**Activity**
In the records below, find the line containing "column 136, row 93", then reproduce that line and every one after it to the end, exactly and alone.

**Extracted data**

◇ ◇ ◇

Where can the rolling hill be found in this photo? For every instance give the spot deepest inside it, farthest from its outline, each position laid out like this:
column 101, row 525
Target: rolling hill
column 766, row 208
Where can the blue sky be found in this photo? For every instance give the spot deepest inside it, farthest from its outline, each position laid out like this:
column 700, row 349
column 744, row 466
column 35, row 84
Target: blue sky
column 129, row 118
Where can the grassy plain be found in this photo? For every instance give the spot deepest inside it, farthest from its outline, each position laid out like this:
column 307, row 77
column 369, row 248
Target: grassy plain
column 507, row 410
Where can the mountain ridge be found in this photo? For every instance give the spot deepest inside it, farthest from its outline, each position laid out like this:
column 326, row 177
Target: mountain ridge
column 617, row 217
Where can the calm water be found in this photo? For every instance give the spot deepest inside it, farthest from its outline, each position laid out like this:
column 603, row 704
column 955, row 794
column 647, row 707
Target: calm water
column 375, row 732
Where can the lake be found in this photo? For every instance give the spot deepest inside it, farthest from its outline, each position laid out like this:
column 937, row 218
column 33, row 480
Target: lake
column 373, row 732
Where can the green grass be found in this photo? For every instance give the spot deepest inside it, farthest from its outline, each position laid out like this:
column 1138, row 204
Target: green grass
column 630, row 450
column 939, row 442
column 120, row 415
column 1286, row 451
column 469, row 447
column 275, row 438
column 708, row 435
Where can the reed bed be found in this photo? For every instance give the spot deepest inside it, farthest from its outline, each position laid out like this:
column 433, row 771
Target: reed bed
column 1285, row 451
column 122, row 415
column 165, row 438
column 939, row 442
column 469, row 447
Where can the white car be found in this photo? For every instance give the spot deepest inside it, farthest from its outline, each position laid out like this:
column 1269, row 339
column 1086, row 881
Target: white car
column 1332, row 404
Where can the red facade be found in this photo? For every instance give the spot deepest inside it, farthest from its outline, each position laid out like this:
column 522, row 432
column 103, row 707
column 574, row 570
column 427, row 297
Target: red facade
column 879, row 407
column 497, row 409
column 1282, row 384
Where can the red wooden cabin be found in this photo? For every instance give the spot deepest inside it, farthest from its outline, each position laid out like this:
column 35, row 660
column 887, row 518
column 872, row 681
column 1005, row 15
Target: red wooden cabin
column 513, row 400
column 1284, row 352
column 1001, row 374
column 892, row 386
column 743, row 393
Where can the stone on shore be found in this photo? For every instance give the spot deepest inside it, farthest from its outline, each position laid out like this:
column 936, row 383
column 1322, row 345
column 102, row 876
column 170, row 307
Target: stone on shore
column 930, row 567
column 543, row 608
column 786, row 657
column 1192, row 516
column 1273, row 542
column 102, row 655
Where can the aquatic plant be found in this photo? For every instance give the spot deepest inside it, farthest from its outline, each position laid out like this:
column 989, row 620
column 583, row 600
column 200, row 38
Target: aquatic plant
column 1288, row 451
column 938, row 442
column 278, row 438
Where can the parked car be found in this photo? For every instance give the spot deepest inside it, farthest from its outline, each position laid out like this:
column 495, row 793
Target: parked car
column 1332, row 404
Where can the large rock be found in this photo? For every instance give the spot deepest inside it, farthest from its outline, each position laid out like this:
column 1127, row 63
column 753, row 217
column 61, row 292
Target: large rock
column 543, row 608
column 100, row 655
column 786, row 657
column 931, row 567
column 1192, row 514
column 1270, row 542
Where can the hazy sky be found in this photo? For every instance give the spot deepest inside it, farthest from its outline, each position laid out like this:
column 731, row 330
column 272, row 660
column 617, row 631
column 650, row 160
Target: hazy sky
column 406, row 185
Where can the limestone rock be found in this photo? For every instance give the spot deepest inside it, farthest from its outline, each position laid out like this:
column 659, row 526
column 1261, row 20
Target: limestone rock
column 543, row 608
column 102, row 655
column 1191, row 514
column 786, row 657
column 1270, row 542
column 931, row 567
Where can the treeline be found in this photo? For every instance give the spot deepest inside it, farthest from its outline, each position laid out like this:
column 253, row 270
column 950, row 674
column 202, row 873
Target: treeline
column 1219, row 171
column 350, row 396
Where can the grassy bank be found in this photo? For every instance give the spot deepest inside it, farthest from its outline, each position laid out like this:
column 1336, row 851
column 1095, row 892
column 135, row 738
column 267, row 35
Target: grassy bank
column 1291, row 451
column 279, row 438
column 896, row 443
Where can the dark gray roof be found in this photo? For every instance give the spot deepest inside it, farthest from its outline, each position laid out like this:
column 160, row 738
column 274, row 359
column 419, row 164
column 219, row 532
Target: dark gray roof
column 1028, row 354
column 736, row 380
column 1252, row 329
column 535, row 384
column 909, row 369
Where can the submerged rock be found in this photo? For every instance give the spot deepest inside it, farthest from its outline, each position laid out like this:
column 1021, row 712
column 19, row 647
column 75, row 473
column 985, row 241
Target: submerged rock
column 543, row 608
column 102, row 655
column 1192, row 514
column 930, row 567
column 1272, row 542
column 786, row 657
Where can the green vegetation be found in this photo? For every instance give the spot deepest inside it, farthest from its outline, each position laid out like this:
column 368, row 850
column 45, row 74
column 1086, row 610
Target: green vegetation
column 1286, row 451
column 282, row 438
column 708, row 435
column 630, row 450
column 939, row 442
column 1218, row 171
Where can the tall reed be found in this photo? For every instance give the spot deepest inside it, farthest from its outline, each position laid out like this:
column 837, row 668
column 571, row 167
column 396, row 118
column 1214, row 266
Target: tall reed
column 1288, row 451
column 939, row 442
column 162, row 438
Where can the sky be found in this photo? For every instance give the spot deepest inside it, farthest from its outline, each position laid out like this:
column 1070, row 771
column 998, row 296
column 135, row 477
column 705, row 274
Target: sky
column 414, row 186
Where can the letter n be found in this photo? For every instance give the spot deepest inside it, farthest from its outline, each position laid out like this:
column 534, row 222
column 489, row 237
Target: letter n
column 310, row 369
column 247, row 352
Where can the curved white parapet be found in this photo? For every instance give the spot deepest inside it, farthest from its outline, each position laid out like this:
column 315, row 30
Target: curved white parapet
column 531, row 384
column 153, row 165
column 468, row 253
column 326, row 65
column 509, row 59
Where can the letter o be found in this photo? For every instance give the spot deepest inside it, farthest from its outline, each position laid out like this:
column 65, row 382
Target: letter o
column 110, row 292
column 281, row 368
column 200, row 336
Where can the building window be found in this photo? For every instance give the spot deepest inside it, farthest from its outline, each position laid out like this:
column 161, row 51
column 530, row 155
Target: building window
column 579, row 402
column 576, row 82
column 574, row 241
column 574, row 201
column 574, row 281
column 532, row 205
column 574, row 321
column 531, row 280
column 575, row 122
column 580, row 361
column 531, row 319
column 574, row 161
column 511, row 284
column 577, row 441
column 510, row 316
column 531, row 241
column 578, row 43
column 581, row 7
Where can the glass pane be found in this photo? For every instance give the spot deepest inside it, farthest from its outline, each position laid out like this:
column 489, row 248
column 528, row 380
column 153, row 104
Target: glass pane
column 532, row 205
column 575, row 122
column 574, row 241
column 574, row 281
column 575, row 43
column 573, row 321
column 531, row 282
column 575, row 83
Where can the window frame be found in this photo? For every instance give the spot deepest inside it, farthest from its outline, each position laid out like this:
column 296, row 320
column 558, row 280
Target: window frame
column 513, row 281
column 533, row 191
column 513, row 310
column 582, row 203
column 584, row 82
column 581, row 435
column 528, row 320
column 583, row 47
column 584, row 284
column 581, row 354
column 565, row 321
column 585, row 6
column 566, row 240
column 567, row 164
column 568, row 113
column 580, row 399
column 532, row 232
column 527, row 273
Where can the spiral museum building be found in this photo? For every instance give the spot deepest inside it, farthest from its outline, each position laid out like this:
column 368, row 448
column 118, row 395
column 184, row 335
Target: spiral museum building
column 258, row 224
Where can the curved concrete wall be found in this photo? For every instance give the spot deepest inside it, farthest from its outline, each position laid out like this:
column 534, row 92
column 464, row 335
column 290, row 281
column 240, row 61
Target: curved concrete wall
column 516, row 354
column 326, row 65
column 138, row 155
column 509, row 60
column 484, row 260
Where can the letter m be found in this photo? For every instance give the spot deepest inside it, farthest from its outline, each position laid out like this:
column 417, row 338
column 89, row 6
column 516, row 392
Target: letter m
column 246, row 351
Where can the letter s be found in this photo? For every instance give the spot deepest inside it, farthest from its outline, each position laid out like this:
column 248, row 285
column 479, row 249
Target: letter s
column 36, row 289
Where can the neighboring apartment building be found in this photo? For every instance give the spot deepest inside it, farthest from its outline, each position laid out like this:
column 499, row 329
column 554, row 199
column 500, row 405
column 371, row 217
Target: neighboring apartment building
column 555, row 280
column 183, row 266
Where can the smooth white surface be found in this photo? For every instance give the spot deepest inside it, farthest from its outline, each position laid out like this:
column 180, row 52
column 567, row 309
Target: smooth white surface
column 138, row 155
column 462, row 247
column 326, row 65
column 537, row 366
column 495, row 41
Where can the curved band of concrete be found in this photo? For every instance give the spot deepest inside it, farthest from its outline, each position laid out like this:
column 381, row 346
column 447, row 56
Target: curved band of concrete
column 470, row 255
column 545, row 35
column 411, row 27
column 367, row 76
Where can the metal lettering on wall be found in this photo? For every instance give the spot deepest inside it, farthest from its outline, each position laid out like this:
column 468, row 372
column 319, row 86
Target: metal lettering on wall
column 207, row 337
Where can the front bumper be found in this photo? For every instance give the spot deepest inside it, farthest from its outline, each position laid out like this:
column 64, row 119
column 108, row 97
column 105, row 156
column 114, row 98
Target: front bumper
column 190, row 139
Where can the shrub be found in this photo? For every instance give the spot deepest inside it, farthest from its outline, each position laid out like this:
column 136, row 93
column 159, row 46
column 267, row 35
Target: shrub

◇ ◇ ◇

**Response area**
column 136, row 93
column 159, row 46
column 267, row 35
Target: shrub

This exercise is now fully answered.